▶ _課題_: 本文の「同州のジェームズ司法長官が先月末」で始まる段落を、主な事実を残して箇条書きに書き直しなさい。

▶ _本文_:
__________________________________________________
米NY知事に追及の声、高齢者施設の死者数めぐる疑惑で
(CNN) 米ニューヨーク州のクオモ知事に対し、州内の高齢者施設で新型コロナウイルスに感染して死亡した入居者らの人数を実際よりはるかに少なく集計していたなどとして、追及する声が高まっている。
同州のジェームズ司法長官が先月末、高齢者施設でのコロナ対応を厳しく批判する報告書を発表。この中で、州保健当局の集計では高齢者施設の死者数が実際の約50%とされていたことを指摘した。
施設の入居者が病院へ搬送されたケースを、施設ではなく病院での死者として数えていたためだ。
同州では高齢者施設で大規模な感染拡大が起きた。その背景には、感染した入居者を病院に置かず、施設へ戻して療養させるとしていた州の方針があった。
この方針は2カ月ほどで変更され、クオモ氏は連邦当局の指針に基づく判断だったと説明してきた。だが当時、結果として施設での感染爆発を招き、多くの入居者の死亡につながった可能性が指摘されている。
__________________________________________________
▶ _提供情報_:
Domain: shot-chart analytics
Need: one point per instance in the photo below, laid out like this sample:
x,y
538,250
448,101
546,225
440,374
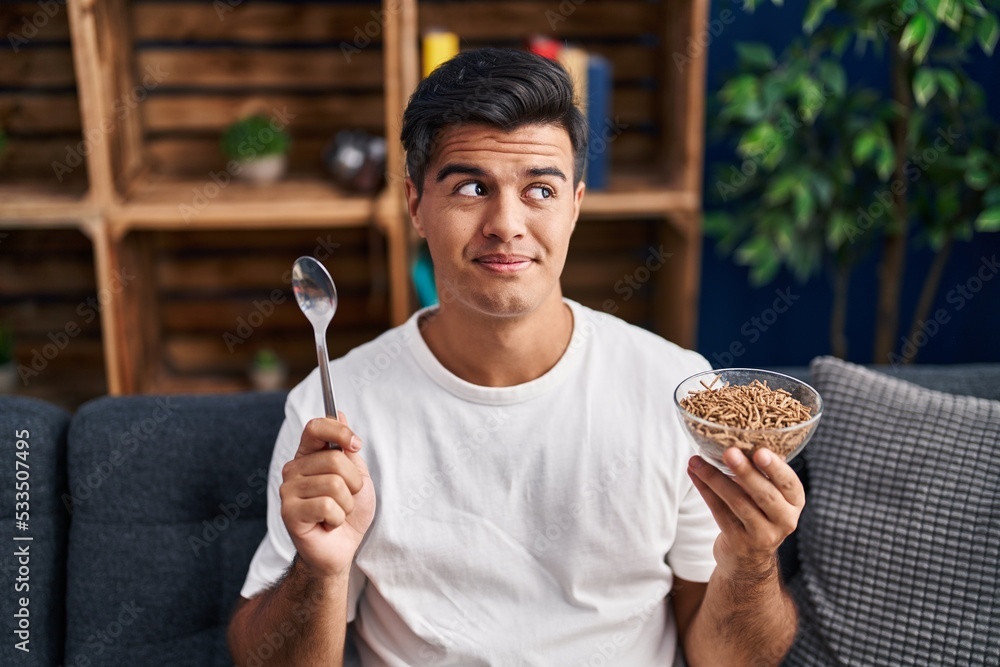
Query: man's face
x,y
497,210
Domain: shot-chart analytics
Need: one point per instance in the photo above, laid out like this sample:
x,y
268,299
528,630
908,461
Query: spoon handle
x,y
323,357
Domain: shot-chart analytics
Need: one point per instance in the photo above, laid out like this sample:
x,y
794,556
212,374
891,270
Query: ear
x,y
413,206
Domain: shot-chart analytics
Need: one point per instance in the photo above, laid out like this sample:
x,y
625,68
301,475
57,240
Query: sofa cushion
x,y
42,427
169,503
899,542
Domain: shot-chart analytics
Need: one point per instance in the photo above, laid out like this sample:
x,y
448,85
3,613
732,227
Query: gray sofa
x,y
145,512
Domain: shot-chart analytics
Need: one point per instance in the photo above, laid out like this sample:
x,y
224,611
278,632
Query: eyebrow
x,y
464,169
469,170
548,171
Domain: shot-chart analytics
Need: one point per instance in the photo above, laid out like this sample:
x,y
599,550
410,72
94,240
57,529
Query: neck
x,y
494,351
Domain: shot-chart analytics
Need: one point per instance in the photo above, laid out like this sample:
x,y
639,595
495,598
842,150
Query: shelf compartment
x,y
215,63
210,299
49,298
168,203
45,165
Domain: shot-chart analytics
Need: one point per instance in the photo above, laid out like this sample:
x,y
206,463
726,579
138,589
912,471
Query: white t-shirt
x,y
539,524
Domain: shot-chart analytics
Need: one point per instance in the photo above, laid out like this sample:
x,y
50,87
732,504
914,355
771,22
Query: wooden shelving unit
x,y
149,85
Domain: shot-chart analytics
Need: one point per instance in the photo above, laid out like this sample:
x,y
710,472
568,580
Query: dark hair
x,y
503,88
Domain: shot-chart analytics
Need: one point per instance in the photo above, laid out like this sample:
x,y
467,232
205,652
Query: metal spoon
x,y
317,298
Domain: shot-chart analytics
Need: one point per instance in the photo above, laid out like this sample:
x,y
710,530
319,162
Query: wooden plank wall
x,y
218,60
603,256
217,303
623,31
38,99
49,298
223,296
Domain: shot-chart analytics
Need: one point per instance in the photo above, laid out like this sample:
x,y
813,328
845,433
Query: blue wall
x,y
729,303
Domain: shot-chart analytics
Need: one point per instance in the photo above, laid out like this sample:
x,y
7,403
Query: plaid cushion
x,y
900,539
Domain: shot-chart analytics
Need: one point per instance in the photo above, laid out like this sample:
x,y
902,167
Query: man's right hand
x,y
327,497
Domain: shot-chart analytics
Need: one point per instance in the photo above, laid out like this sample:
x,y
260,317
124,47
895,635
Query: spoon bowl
x,y
317,298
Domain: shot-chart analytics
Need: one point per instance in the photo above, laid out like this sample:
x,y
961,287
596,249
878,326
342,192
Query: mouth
x,y
501,263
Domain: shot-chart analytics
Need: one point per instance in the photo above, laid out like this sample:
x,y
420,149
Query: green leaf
x,y
779,190
924,86
811,98
977,179
914,32
864,146
837,230
950,13
975,7
804,206
823,187
989,220
949,83
987,32
761,139
833,78
814,14
756,55
925,44
885,162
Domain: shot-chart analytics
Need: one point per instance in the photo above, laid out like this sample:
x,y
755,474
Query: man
x,y
537,501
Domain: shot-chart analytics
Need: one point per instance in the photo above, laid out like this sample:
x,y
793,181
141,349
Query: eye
x,y
472,189
540,192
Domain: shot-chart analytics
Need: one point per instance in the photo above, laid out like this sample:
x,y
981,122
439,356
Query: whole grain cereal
x,y
756,408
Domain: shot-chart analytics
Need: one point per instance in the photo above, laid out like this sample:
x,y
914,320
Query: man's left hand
x,y
756,509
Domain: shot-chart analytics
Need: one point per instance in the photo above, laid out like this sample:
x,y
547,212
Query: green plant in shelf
x,y
260,147
266,360
268,372
831,172
254,137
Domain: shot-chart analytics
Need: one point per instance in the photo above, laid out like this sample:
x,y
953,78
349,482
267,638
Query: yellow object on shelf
x,y
439,46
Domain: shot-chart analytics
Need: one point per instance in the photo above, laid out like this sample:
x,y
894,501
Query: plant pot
x,y
265,170
8,377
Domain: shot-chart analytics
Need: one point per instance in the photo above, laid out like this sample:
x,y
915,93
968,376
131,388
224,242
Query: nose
x,y
506,218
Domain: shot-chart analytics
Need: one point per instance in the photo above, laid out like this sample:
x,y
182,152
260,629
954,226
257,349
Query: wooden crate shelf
x,y
154,83
50,299
214,298
43,174
193,204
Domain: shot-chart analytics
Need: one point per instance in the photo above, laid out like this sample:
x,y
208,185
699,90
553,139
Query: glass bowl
x,y
711,439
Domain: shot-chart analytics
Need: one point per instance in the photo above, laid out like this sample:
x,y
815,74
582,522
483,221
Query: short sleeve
x,y
691,556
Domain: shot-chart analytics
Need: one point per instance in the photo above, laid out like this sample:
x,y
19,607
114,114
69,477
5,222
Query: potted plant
x,y
268,372
828,167
259,146
8,369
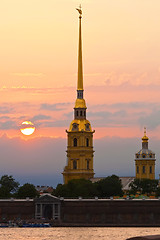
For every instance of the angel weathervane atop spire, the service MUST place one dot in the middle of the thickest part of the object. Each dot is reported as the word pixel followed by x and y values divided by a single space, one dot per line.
pixel 79 10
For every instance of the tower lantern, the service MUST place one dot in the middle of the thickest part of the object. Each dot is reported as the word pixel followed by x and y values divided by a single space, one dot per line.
pixel 80 135
pixel 145 160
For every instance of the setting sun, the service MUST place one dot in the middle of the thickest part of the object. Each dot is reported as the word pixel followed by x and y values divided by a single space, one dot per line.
pixel 27 128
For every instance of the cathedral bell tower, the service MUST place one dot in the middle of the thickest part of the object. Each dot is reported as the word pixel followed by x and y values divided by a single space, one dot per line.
pixel 80 135
pixel 145 160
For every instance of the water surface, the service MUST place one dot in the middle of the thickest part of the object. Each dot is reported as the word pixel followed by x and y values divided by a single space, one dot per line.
pixel 74 233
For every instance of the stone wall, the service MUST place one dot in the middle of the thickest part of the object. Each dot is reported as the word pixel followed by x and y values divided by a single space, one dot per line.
pixel 16 209
pixel 111 212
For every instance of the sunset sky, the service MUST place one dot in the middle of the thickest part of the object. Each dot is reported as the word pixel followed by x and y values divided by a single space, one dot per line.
pixel 38 72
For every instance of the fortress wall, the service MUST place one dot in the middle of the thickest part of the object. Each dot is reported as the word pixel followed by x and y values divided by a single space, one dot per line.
pixel 111 212
pixel 14 210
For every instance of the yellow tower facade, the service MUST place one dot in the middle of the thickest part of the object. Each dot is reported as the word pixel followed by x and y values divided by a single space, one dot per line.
pixel 145 160
pixel 80 135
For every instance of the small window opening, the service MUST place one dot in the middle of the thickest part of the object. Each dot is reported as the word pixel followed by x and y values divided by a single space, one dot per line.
pixel 87 142
pixel 75 142
pixel 74 164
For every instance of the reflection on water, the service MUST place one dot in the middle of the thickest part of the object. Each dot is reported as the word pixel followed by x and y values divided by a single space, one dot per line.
pixel 74 233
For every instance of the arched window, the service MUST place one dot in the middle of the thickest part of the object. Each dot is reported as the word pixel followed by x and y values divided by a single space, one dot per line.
pixel 87 142
pixel 74 164
pixel 144 170
pixel 75 142
pixel 88 164
pixel 150 169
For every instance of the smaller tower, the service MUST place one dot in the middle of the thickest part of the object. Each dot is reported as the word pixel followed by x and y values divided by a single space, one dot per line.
pixel 145 160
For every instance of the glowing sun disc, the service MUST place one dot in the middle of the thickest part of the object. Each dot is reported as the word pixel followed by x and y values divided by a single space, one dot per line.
pixel 27 128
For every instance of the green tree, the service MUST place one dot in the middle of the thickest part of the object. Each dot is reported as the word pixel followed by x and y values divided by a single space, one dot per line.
pixel 109 186
pixel 76 188
pixel 143 186
pixel 4 192
pixel 27 190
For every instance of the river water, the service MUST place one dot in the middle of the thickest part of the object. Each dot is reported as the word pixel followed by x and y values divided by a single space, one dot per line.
pixel 75 233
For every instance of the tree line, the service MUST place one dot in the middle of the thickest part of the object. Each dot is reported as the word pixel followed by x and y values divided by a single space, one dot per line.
pixel 105 188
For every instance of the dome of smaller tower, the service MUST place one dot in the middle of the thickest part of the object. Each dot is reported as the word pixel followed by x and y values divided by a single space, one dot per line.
pixel 80 125
pixel 80 103
pixel 145 152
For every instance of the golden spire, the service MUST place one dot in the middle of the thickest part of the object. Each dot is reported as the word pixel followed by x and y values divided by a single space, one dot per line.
pixel 145 138
pixel 80 67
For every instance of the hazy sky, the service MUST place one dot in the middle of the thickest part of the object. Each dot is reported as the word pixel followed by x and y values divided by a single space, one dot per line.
pixel 38 72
__________________________________________________
▶ _解答_:
・ニューヨーク州のジェームズ司法長官が先月末に報告書を発表した。
・報告書は高齢者施設でのコロナ対応を厳しく批判した。
・州保健当局の集計では、高齢者施設の死者数が実際の約50%とされていたと指摘した。